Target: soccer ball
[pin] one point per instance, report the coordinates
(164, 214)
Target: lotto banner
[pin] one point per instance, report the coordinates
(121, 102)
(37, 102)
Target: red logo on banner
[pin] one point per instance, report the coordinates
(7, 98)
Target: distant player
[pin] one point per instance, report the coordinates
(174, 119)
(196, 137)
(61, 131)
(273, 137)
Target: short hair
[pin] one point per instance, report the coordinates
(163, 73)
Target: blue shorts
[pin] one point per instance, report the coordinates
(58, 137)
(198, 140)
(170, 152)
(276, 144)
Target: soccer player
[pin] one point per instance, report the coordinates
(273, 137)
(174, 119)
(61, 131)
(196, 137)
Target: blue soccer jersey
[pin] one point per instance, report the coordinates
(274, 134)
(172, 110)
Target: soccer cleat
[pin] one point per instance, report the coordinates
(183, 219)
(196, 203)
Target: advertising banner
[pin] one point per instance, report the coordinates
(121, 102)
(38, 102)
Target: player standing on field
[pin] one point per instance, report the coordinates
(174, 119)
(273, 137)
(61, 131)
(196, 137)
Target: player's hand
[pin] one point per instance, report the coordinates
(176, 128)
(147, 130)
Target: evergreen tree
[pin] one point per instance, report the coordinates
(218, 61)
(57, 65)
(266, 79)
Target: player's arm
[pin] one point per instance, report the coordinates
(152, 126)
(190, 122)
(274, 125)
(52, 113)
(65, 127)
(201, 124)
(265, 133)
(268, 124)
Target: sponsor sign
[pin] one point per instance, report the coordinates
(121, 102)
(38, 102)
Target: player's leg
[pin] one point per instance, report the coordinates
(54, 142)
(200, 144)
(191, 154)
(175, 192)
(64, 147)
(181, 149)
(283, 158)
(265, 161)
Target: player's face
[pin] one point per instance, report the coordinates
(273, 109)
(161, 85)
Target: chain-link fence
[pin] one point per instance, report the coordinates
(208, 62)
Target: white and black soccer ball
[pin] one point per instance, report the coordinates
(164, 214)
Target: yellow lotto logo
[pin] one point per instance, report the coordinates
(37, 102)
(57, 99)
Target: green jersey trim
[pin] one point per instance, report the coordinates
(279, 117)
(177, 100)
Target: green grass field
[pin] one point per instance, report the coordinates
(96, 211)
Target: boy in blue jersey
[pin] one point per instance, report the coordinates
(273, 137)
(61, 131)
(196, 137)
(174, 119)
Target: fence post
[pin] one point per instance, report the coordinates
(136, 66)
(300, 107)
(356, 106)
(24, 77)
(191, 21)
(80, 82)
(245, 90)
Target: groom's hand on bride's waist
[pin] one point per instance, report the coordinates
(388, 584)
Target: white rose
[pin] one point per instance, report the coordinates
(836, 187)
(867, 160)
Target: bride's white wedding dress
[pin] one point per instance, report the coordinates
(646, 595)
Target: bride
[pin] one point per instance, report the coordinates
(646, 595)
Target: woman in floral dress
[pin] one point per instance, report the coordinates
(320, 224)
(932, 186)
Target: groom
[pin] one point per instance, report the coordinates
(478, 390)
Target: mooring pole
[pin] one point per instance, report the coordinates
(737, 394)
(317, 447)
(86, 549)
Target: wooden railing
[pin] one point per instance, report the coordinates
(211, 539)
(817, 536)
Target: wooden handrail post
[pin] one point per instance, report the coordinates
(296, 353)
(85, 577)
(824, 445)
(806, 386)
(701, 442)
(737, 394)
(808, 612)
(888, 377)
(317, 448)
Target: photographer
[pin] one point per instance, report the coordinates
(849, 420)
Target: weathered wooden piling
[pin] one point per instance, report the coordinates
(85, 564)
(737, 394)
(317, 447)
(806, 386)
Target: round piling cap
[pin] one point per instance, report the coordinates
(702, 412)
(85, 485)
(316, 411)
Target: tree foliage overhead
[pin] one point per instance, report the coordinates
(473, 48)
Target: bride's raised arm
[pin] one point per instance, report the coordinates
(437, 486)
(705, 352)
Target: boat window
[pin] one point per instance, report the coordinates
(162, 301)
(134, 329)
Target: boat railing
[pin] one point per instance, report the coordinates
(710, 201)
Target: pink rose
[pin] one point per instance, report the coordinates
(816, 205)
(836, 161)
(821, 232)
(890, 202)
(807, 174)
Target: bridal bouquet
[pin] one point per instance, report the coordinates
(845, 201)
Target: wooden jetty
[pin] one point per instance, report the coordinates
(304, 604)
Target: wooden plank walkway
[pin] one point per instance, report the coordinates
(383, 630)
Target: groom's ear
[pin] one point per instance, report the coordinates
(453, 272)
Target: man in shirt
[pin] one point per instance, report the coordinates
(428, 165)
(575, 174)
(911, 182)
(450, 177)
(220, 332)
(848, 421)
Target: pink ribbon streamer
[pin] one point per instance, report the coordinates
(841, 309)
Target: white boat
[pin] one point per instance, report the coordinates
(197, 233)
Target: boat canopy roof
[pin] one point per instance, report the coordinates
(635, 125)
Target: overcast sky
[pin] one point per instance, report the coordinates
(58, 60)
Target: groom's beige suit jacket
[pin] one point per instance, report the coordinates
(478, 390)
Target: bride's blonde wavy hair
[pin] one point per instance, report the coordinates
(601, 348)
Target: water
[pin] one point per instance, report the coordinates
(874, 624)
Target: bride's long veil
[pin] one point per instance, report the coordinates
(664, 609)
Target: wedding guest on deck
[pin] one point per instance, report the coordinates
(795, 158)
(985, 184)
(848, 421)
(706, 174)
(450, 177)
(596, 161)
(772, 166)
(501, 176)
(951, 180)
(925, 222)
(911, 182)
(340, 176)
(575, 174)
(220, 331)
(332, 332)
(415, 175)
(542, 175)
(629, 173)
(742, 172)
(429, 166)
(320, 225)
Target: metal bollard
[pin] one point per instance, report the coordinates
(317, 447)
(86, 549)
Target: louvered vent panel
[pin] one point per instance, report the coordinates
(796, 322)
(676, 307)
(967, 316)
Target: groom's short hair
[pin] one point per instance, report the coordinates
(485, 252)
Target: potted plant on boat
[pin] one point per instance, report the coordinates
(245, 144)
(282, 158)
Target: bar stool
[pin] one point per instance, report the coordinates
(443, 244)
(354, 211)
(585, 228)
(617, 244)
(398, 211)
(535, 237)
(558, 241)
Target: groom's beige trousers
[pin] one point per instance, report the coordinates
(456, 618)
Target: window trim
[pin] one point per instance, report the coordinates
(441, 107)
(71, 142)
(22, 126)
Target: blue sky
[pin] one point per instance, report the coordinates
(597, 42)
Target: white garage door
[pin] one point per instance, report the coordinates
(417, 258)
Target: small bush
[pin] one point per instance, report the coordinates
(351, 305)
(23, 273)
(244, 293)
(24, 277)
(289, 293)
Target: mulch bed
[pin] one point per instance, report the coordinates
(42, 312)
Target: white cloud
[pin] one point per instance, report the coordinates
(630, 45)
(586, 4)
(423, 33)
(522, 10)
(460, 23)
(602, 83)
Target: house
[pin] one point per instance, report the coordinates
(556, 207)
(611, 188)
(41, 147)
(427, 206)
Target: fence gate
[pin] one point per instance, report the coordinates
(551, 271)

====

Could you reproduce all of the records above, line for line, with nothing changed?

* **FULL SOLUTION**
Target: soccer ball
[pin] one point per instance, report the coordinates
(164, 214)
Target: lotto banner
[pin] one point per instance, report the coordinates
(121, 102)
(37, 102)
Target: red logo on banner
[pin] one point per instance, report the coordinates
(7, 98)
Target: distant player
[pin] one point per instance, report the coordinates
(174, 119)
(196, 137)
(61, 131)
(273, 137)
Target: short hair
[pin] one point per instance, report the coordinates
(163, 73)
Target: blue shorts
[pin] one point per instance, report the coordinates
(58, 137)
(198, 140)
(170, 152)
(276, 144)
Target: soccer player
[pin] one point per instance, report the coordinates
(273, 137)
(174, 119)
(61, 131)
(196, 137)
Target: blue soccer jersey
[pin] one point per instance, report the coordinates
(274, 134)
(172, 110)
Target: soccer cleat
[pin] one point per instance, report the coordinates
(183, 219)
(196, 203)
Target: advertising banner
[pin] one point per instance, report the coordinates
(121, 102)
(38, 102)
Target: player standing on field
[pin] one point per instance, report the coordinates
(174, 119)
(273, 137)
(61, 131)
(196, 137)
Target: player's hand
[pin] one point per instance, report the coordinates
(176, 128)
(147, 130)
Target: evergreen tree
[pin] one point per instance, report the coordinates
(218, 61)
(57, 65)
(266, 79)
Target: player's arm
[pin] one point per instance, report the coordinates
(152, 126)
(190, 122)
(274, 125)
(52, 113)
(65, 127)
(201, 124)
(265, 133)
(268, 124)
Target: sponsor sign
[pin] one point per instance, report the coordinates
(121, 102)
(38, 102)
Target: player's leg
[pin] one point per instance, report the coordinates
(54, 142)
(200, 144)
(191, 154)
(175, 192)
(64, 147)
(181, 149)
(283, 158)
(265, 161)
Target: player's face
[pin] one point per instance, report the coordinates
(273, 109)
(161, 85)
Target: chain-link fence
[pin] one point per instance, report the coordinates
(208, 62)
Target: white and black soccer ball
[pin] one point per instance, report the coordinates
(164, 214)
Target: yellow lotto logo
[pin] one point per instance, report the coordinates
(37, 102)
(57, 99)
Target: green jersey trim
[pin] one point per instance, report the coordinates
(279, 117)
(177, 100)
Target: green grass field
[pin] one point per instance, report the coordinates
(96, 211)
Target: boy in blue jersey
[pin] one point per instance, report the coordinates
(273, 137)
(61, 131)
(196, 137)
(174, 119)
Target: fence post
[pin] one point per instance, report the coordinates
(136, 66)
(300, 107)
(356, 106)
(24, 77)
(191, 21)
(80, 82)
(245, 90)
Target: groom's hand on bride's waist
[pin] one point per instance, report the coordinates
(388, 584)
Target: white rose
[pin] one point per instance, report the coordinates
(836, 187)
(867, 160)
Target: bride's white wedding dress
[pin] one point per instance, report the coordinates
(646, 595)
Target: bride
[pin] one point per instance, report the coordinates
(646, 595)
Target: woman in floral dress
[pin] one point per instance, report the coordinates
(320, 224)
(932, 186)
Target: groom
[pin] one point per instance, report the coordinates
(478, 390)
Target: mooring pole
[pin] one point per instance, report the coordinates
(737, 394)
(317, 447)
(86, 549)
Target: wooden railing
[pin] one point per instance, report the coordinates
(211, 539)
(817, 536)
Target: wooden handrail post
[pin] one point per instance, report the coordinates
(296, 353)
(85, 577)
(824, 445)
(806, 386)
(701, 442)
(737, 394)
(808, 612)
(888, 377)
(317, 448)
Target: photographer
[pin] one point per instance, report the coordinates
(849, 420)
Target: weathered wooden piling
[pin] one point per instance, report the coordinates
(85, 564)
(737, 394)
(317, 447)
(806, 386)
Target: round piling cap
[pin] one point per instance, report the coordinates
(702, 412)
(85, 485)
(316, 411)
Target: tree foliage overhead
[pin] one point per instance, report the coordinates
(473, 48)
Target: bride's raised arm
[pin] one point per instance, report the coordinates
(437, 486)
(705, 352)
Target: boat window
[pin] one point per instance, report the coordinates
(162, 301)
(134, 329)
Target: boat railing
[pin] one point per instance, report the coordinates
(710, 201)
Target: pink rose
[pin] one point per instance, report the coordinates
(816, 205)
(836, 161)
(821, 232)
(890, 202)
(807, 174)
Target: bridal bouquet
[pin] one point per instance, report the coordinates
(845, 201)
Target: wooden jetty
[pin] one point per instance, report the coordinates
(304, 604)
Target: wooden plank walkway
[pin] one point per instance, report the coordinates
(383, 630)
Target: groom's ear
[pin] one point per instance, report the coordinates
(453, 272)
Target: man in shirt
[pin] one point per instance, report the coordinates
(428, 165)
(575, 174)
(911, 182)
(450, 177)
(220, 332)
(848, 421)
Target: pink ribbon streamer
[pin] one point per instance, report the coordinates
(841, 309)
Target: white boat
[pin] one point per instance, report the coordinates
(197, 233)
Target: boat canopy roof
[pin] one point per instance, report the coordinates
(635, 125)
Target: overcast sky
[pin] one point per instance, report the coordinates
(58, 60)
Target: groom's beige suit jacket
[pin] one point per instance, report the coordinates
(478, 390)
Target: bride's blonde wavy hair
[pin] one point per instance, report the coordinates
(601, 348)
Target: water
[pin] one point per instance, report the coordinates
(874, 624)
Target: bride's long veil
[pin] one point per instance, report the coordinates
(664, 609)
Target: wedding guest on deck
[pin] one point per instance, report the coordinates
(795, 158)
(985, 184)
(848, 421)
(706, 174)
(450, 177)
(596, 161)
(772, 166)
(501, 176)
(951, 180)
(925, 222)
(911, 182)
(340, 176)
(575, 174)
(220, 331)
(332, 332)
(415, 175)
(542, 175)
(629, 173)
(742, 172)
(429, 166)
(320, 225)
Target: metal bollard
[pin] one point per instance, report the coordinates
(317, 447)
(86, 549)
Target: louvered vent panel
[pin] one point per instance, report the coordinates
(796, 322)
(676, 307)
(967, 316)
Target: groom's short hair
[pin] one point per instance, report the coordinates
(485, 252)
Target: potted plant on boat
[pin] one point per instance, report the coordinates
(245, 144)
(282, 158)
Target: bar stool
[pin] one point per instance, report the coordinates
(443, 244)
(354, 211)
(585, 228)
(617, 244)
(398, 211)
(535, 237)
(558, 241)
Target: groom's beige trousers
[pin] one point per instance, report the coordinates
(456, 618)
Target: window trim
[pin] one point per instance, report the coordinates
(441, 107)
(71, 142)
(22, 126)
Target: blue sky
[pin] one point per instance, report the coordinates
(597, 42)
Target: white garage door
[pin] one point per instance, report the coordinates
(417, 258)
Target: small bush
[pin] one point per instance, report the coordinates
(351, 305)
(23, 273)
(244, 293)
(24, 277)
(289, 293)
Target: mulch bed
[pin] one point per instance, report the coordinates
(42, 312)
Target: white cloud
[pin] one point per instance, report the coordinates
(630, 45)
(586, 4)
(423, 33)
(522, 10)
(460, 23)
(602, 83)
Target: house
[pin] one point per instance, report the coordinates
(556, 207)
(611, 188)
(41, 147)
(427, 206)
Target: fence gate
[pin] one point per instance, report the coordinates
(551, 271)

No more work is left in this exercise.